» **Set tasks**:
[1] Please echo the city council article word for word, starting at "New City Council" and ending at "A Core Group?".
[2] Decide whether each statement agrees with the city council article, answering yes or no and quoting the words of the article that settle it: (a) The Olympia City Council has formal caucuses, as the legislature does. (b) Buxbaum, Jones, and Langer held their election night victory party together. (c) Karen Rogers won the Mayor's race.
[3] Restate the paragraph of the city council article that begins "(An aside about Cooper" as a short bulleted list that keeps its main facts.

» **Excerpt**:
-- START --

New City Council Part II
Councilmembers try to figure out how to work together, and are pleased with the results.
by Matthew Green
In the last issue, Part 1 of this article (available at www.olympiapowerandlight.com) discussed the new Olympia City Council’s priorities and roles.
A Core Group?
There are no formal caucuses or alliances on the Olympia City Council, as there are in the legislature. Still, in every incarnation of the council, there is usually a core group of three or four members that dominates the tone and the agenda. At the beginning of 2012, many people assumed the core group would include Stephen Buxbaum, Nathanial Jones, and Steve Langer. They had supported each other in their election campaigns, talked about many of the same campaign issues, and even held their election night victory party together. Among the other councilmembers, Jeannine Roe seemed the closest politically to those three, Jim Cooper was friendly but maintained a clear separation from them during the campaign (including a separate election party), and Karen Rogers lost to Buxbaum in the Mayor’s race.
(An aside about Cooper: His election night party included one council candidate each from Olympia, Lacey, and Tumwater, and the theme of interjurisdictional cooperation was made explicit. What those candidates had in common was they were all closely associated with the local Democratic Party. All the Olympia councilmembers were endorsed by the Democrats, but Cooper is a past chair of the county Democrats, and party leaders were heavily represented among his supporters.)

-- END --

» **Source data**:
-- START --

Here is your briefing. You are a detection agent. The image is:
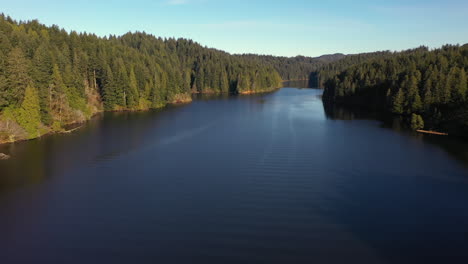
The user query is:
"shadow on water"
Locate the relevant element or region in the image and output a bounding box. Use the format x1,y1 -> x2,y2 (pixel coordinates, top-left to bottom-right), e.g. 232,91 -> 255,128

-- END --

» **Answers by task**:
[1]
New City Council Part II
Councilmembers try to figure out how to work together, and are pleased with the results.
by Matthew Green
In the last issue, Part 1 of this article (available at www.olympiapowerandlight.com) discussed the new Olympia City Council’s priorities and roles.
A Core Group?

[2]
(a) No: "There are no formal caucuses or alliances on the Olympia City Council, as there are in the legislature."
(b) Yes: "even held their election night victory party together."
(c) No: "Karen Rogers lost to Buxbaum in the Mayor’s race."

[3]
- Cooper's election night party included one council candidate each from Olympia, Lacey, and Tumwater.
- The party made the theme of interjurisdictional cooperation explicit.
- Those candidates were all closely associated with the local Democratic Party.
- The Democrats endorsed all the Olympia councilmembers.
- Cooper is a past chair of the county Democrats.
- Party leaders were heavily represented among his supporters.